* _What the task requires_: Print only the lines from the top of the data through the line with "368L238 353L228 341L201", both included, skipping every picture.

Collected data
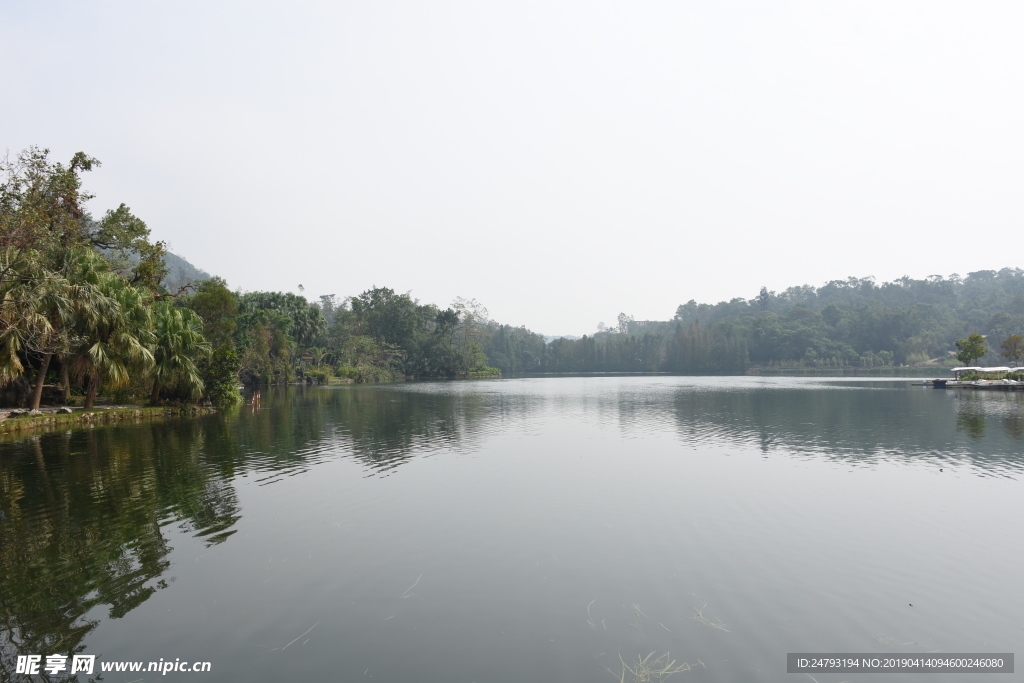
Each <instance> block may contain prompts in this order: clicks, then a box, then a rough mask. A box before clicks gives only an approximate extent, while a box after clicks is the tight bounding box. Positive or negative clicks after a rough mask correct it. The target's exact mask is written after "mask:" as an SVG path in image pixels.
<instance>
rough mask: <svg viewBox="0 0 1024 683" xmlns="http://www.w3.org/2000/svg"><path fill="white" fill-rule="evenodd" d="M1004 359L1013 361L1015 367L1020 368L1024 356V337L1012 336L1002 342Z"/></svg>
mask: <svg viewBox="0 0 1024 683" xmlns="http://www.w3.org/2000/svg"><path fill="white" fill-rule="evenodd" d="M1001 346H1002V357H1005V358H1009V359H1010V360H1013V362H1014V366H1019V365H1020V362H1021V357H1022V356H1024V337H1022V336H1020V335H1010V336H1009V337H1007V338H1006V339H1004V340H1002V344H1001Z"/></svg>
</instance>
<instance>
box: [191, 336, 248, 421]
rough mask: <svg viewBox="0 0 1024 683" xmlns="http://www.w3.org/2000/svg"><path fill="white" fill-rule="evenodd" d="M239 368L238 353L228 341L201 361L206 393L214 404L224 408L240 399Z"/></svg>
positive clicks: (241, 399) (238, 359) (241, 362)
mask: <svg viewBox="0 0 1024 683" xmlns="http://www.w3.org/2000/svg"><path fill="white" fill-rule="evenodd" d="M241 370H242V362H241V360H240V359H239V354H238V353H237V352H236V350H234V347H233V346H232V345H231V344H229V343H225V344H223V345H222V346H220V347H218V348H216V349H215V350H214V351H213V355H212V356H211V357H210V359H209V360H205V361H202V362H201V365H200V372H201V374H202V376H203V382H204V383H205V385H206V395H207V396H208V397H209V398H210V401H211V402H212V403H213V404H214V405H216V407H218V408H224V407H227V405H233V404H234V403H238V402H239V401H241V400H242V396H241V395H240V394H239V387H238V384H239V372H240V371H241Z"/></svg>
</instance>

* _Answer area_:
Each <instance> block may contain prompts in this order: clicks, then a box, then a rough mask. A box before clicks gives only an approximate extent, while a box after clicks is the tight bounding box. Positive or negative clicks after a rough mask correct it. The target's exact mask is written after "mask:" as an SVG path in image pixels.
<instance>
rough mask: <svg viewBox="0 0 1024 683" xmlns="http://www.w3.org/2000/svg"><path fill="white" fill-rule="evenodd" d="M1004 359L1013 361L1015 367L1020 368L1024 356V337L1012 336L1002 342Z"/></svg>
mask: <svg viewBox="0 0 1024 683" xmlns="http://www.w3.org/2000/svg"><path fill="white" fill-rule="evenodd" d="M1001 346H1002V357H1005V358H1009V359H1010V360H1013V362H1014V366H1019V365H1020V362H1021V357H1022V356H1024V337H1022V336H1020V335H1010V336H1009V337H1007V338H1006V339H1004V340H1002V344H1001Z"/></svg>
</instance>
<instance>
box: [191, 336, 248, 421]
rough mask: <svg viewBox="0 0 1024 683" xmlns="http://www.w3.org/2000/svg"><path fill="white" fill-rule="evenodd" d="M239 368L238 353L228 341L201 361L206 393L214 404L224 408L240 399Z"/></svg>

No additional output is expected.